What follows is a listing. Write it all out exactly.

──────── PROVIDED DATA

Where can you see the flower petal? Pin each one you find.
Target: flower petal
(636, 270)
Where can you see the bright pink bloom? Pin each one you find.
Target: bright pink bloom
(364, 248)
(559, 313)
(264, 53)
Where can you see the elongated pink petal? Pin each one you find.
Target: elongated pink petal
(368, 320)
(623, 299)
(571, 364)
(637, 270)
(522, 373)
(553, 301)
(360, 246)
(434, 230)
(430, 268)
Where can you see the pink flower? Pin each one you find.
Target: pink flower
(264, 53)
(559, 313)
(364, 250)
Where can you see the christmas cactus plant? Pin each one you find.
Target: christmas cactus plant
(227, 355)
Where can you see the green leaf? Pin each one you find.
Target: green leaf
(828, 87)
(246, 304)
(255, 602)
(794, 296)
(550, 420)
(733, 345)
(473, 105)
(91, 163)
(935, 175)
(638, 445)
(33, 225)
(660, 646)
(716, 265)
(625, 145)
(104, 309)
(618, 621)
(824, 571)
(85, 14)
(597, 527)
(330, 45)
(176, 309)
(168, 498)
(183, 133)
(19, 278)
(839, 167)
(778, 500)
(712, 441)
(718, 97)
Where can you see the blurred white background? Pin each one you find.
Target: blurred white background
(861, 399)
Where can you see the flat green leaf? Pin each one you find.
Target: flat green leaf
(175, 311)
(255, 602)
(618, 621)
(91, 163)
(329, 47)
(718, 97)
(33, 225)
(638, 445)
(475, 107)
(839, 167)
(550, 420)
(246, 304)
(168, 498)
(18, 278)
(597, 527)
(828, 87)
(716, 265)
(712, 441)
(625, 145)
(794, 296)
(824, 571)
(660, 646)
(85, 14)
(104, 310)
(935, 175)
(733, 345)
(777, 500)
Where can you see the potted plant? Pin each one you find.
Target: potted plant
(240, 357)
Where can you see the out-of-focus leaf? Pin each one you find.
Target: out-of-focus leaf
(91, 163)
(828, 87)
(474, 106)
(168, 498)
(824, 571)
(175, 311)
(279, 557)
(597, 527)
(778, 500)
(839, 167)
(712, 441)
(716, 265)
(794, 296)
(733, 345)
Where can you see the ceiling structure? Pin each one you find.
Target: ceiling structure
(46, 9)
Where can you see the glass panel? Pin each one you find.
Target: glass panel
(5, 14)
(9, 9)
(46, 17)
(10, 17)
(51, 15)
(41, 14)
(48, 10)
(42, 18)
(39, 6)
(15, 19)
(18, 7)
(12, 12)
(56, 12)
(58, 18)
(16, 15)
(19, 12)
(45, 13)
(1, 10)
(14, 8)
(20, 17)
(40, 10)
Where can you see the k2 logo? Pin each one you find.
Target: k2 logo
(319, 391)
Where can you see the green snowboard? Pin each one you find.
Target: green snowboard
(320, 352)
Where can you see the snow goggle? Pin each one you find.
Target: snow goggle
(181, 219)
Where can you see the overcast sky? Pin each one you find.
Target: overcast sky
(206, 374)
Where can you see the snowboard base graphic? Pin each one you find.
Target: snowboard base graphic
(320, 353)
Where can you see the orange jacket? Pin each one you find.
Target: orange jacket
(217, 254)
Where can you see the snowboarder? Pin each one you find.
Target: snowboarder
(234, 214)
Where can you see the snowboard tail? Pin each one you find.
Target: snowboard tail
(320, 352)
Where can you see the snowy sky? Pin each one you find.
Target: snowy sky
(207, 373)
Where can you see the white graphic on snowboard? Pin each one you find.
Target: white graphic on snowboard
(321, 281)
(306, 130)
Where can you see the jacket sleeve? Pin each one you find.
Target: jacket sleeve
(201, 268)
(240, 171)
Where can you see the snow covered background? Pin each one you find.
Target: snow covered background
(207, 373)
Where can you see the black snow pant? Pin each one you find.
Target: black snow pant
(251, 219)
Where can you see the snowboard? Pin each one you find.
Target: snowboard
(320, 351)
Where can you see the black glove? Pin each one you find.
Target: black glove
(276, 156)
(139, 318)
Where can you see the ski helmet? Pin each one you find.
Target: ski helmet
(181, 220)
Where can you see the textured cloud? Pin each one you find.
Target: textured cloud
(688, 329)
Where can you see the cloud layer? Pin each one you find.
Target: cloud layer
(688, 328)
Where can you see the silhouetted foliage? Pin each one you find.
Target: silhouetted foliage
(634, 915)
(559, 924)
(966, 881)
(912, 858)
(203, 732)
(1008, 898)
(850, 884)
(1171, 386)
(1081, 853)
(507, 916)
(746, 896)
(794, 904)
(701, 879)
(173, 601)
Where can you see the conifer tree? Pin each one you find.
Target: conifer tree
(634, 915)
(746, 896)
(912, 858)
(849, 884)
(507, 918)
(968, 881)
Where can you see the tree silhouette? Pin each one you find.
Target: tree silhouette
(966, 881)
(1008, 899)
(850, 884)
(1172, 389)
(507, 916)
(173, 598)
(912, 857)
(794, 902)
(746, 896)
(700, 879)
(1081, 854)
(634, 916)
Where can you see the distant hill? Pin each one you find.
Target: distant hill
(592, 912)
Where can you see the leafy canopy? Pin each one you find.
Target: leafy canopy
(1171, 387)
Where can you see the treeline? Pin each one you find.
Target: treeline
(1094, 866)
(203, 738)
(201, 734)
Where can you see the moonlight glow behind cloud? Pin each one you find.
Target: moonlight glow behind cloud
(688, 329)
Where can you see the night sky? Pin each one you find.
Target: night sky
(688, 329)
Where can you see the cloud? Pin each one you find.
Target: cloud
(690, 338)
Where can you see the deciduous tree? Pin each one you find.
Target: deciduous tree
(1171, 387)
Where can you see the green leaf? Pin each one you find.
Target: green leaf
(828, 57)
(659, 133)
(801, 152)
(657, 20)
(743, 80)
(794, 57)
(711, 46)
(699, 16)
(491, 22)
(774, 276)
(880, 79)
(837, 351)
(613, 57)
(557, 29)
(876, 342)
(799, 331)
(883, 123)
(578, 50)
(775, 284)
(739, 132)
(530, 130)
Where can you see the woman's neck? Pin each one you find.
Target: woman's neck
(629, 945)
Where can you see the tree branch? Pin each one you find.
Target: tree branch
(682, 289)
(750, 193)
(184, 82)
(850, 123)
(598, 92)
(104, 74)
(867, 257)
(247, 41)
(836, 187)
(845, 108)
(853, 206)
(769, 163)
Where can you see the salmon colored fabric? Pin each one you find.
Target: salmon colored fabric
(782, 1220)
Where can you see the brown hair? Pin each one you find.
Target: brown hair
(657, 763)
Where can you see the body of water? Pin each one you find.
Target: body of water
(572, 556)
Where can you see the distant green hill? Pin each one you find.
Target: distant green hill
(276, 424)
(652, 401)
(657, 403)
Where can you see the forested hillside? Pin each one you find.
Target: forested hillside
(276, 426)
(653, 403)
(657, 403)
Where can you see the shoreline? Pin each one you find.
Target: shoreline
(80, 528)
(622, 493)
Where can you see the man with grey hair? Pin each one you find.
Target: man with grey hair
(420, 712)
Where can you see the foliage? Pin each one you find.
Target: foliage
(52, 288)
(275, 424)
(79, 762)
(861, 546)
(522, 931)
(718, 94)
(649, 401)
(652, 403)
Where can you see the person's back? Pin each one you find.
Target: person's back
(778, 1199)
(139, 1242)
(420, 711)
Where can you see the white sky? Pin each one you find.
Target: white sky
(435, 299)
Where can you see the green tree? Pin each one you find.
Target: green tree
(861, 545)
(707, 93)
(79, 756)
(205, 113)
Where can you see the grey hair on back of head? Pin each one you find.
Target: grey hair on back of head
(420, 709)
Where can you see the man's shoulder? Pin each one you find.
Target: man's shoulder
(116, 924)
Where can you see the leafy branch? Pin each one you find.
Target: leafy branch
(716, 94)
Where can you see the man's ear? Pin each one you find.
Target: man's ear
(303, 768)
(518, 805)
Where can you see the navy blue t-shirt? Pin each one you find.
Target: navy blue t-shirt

────────────────

## RESPONSE FOR THIS EXERCISE
Where can you see the flower petal? Pin each one you find.
Target: flower petal
(636, 270)
Where can you see the bright pink bloom? Pin each one you find.
Target: bright pink bloom
(364, 248)
(559, 313)
(264, 53)
Where can you see the elongated pink petal? Pin each one you find.
Target: elongated pink petal
(368, 320)
(623, 299)
(571, 364)
(637, 270)
(522, 373)
(553, 301)
(360, 246)
(434, 230)
(430, 268)
Where can you see the pink flower? Pin each one you find.
Target: pink flower
(264, 53)
(559, 313)
(364, 250)
Where can you see the christmas cactus plant? Pin each one you find.
Target: christmas cactus plant
(227, 355)
Where can you see the green leaf? Pin each one you find.
Target: green leaf
(828, 87)
(246, 304)
(255, 602)
(794, 296)
(550, 420)
(733, 345)
(473, 105)
(91, 163)
(935, 175)
(638, 445)
(33, 225)
(660, 646)
(716, 265)
(625, 145)
(104, 309)
(618, 621)
(824, 571)
(85, 14)
(597, 527)
(330, 45)
(176, 309)
(168, 498)
(183, 133)
(19, 278)
(839, 167)
(778, 500)
(712, 441)
(718, 97)
Where can you see the blurred white background? Pin each one you find.
Target: blurred white background
(861, 399)
Where can you see the flat green leaf? Pin each one you find.
Target: flat green leaf
(175, 311)
(255, 602)
(618, 621)
(91, 163)
(329, 47)
(718, 97)
(33, 225)
(638, 445)
(475, 107)
(839, 167)
(550, 420)
(246, 304)
(168, 498)
(18, 278)
(597, 527)
(828, 87)
(716, 265)
(712, 441)
(625, 145)
(794, 296)
(824, 571)
(660, 646)
(85, 14)
(104, 310)
(935, 175)
(733, 345)
(777, 500)
Where can you see the potted plant? Pin each one you find.
Target: potted plant
(240, 357)
Where can you see the out-of-focus leaf? Pin each one you find.
Target: out-of-focus leaf
(91, 163)
(828, 87)
(474, 106)
(168, 498)
(824, 571)
(175, 311)
(279, 557)
(597, 527)
(778, 500)
(839, 167)
(712, 441)
(716, 265)
(794, 296)
(733, 345)
Where can you see the ceiling structure? Pin each one you find.
Target: ceiling structure
(46, 9)
Where can you see the glass panel? Pin each one you find.
Target: glass panel
(5, 14)
(9, 9)
(46, 17)
(10, 17)
(51, 15)
(41, 14)
(48, 10)
(42, 18)
(39, 6)
(15, 19)
(18, 7)
(12, 12)
(56, 12)
(58, 18)
(16, 15)
(19, 12)
(45, 13)
(1, 10)
(14, 8)
(20, 17)
(40, 10)
Where can you see the k2 logo? Pin each one you find.
Target: k2 logo
(319, 391)
Where can you see the green snowboard? Pin each one you find.
Target: green snowboard
(320, 352)
Where can you see the snow goggle? Pin each one you find.
Target: snow goggle
(181, 219)
Where can you see the overcast sky? Pin each one you find.
Target: overcast sky
(206, 374)
Where can you see the snowboard base graphic? Pin each one you find.
Target: snowboard base graphic
(320, 353)
Where can you see the orange jacket? Pin each one you find.
Target: orange jacket
(217, 254)
Where can you see the snowboarder? Pin each one you find.
Target: snowboarder
(234, 214)
Where can you see the snowboard tail? Pin each one you find.
Target: snowboard tail
(320, 352)
Where can you see the snowy sky? Pin each one you find.
Target: snowy sky
(207, 373)
Where can you see the white graphic on snowboard? Pin each one you find.
Target: white graphic on snowboard
(321, 281)
(306, 130)
Where can you see the jacket sleeve? Pin each one you find.
Target: jacket sleeve
(201, 268)
(240, 171)
Where can you see the snow covered background? Pin each one you find.
Target: snow covered background
(207, 373)
Where can you see the black snow pant? Pin each one you find.
Target: black snow pant
(251, 219)
Where can you see the snowboard? Pin each one you find.
Target: snowboard
(320, 351)
Where can you see the black glove? Pin each one you find.
Target: black glove
(276, 156)
(139, 318)
Where can you see the ski helmet? Pin each one you find.
Target: ski helmet
(181, 220)
Where can you see the textured cloud? Pin each one you find.
Target: textured cloud
(688, 329)
Where can you see the cloud layer? Pin each one you find.
Target: cloud layer
(688, 328)
Where can you see the silhouetted foliage? Pin each one you find.
Target: silhouetted foliage
(634, 915)
(559, 924)
(966, 881)
(912, 858)
(203, 732)
(1008, 898)
(850, 884)
(1171, 386)
(1081, 853)
(507, 916)
(746, 896)
(794, 904)
(701, 879)
(173, 601)
Where can you see the conifer tree? Pin each one you find.
Target: conifer tree
(634, 915)
(746, 896)
(912, 858)
(849, 884)
(507, 918)
(968, 881)
Where can you see the tree silhouette? Pin each one you find.
Target: tree silhouette
(966, 881)
(1008, 899)
(850, 884)
(1172, 389)
(507, 916)
(173, 598)
(912, 857)
(794, 902)
(746, 896)
(700, 879)
(1081, 854)
(634, 916)
Where can you see the distant hill? Pin each one you find.
Target: distant hill
(592, 912)
Where can you see the leafy canopy? Pin each one you find.
Target: leafy canopy
(1171, 387)
Where can you see the treeline? Pin each one you find.
Target: treeline
(1094, 866)
(203, 738)
(201, 734)
Where can you see the moonlight glow behind cloud? Pin each one you find.
Target: moonlight glow behind cloud
(688, 329)
Where can you see the night sky? Pin each one you find.
Target: night sky
(688, 329)
Where can you see the cloud? Pin each one you find.
Target: cloud
(690, 338)
Where can you see the deciduous tree? Pin each one you find.
Target: deciduous tree
(1171, 387)
Where can you see the green leaf? Pin each one you find.
Target: green leaf
(828, 57)
(659, 133)
(801, 152)
(657, 20)
(743, 80)
(794, 57)
(711, 46)
(699, 16)
(491, 22)
(774, 276)
(880, 79)
(837, 351)
(613, 57)
(557, 29)
(876, 342)
(799, 331)
(883, 123)
(578, 50)
(775, 284)
(739, 132)
(530, 130)
Where can you see the woman's neck? Pin each one you find.
Target: woman's neck
(629, 945)
Where can you see the tree branch? Pin each one you find.
Target: tree branch
(682, 289)
(750, 193)
(184, 82)
(850, 123)
(598, 92)
(104, 74)
(867, 257)
(247, 41)
(836, 187)
(845, 108)
(853, 206)
(769, 163)
Where can you see the salmon colored fabric? Pin each one you find.
Target: salmon colored fabric
(782, 1220)
Where can you see the brown hair? Pin each one you find.
Target: brown hair
(657, 763)
Where can you see the body of water? Pin each one you find.
Target: body of water
(572, 556)
Where can you see the distant green hill? Pin each one you find.
Target: distant green hill
(276, 424)
(652, 401)
(657, 403)
Where can you see the forested hillside? Pin each one you find.
Target: forested hillside
(276, 426)
(653, 403)
(657, 403)
Where can you see the shoreline? Pin each one you find.
Target: shoreline
(80, 528)
(622, 493)
Where can you see the man with grey hair? Pin each one you find.
Target: man with grey hair
(420, 712)
Where can you see the foliage? Pin each one you find.
Target: foliage
(52, 288)
(275, 424)
(79, 762)
(861, 546)
(522, 931)
(718, 94)
(649, 401)
(652, 403)
Where can you see the person's back? Pin each one you find.
Target: person's back
(778, 1199)
(139, 1242)
(420, 711)
Where can you see the white sky? Pin each one you find.
Target: white sky
(435, 299)
Where can you see the green tree? Pin each one you find.
Target: green tree
(861, 545)
(707, 93)
(79, 756)
(205, 113)
Where can you see the grey hair on back of head? Pin each one you find.
Target: grey hair on back of head
(420, 709)
Where can you see the man's shoulder? Pin each one you find.
Target: man's shoulder
(116, 924)
Where can you see the leafy branch? Pin each one you find.
Target: leafy branch
(716, 94)
Where can you see the man's ear? Pin each one you find.
Target: man's ear
(303, 768)
(518, 805)
Where can you see the navy blue t-shirt? Pin each one you find.
Target: navy blue t-shirt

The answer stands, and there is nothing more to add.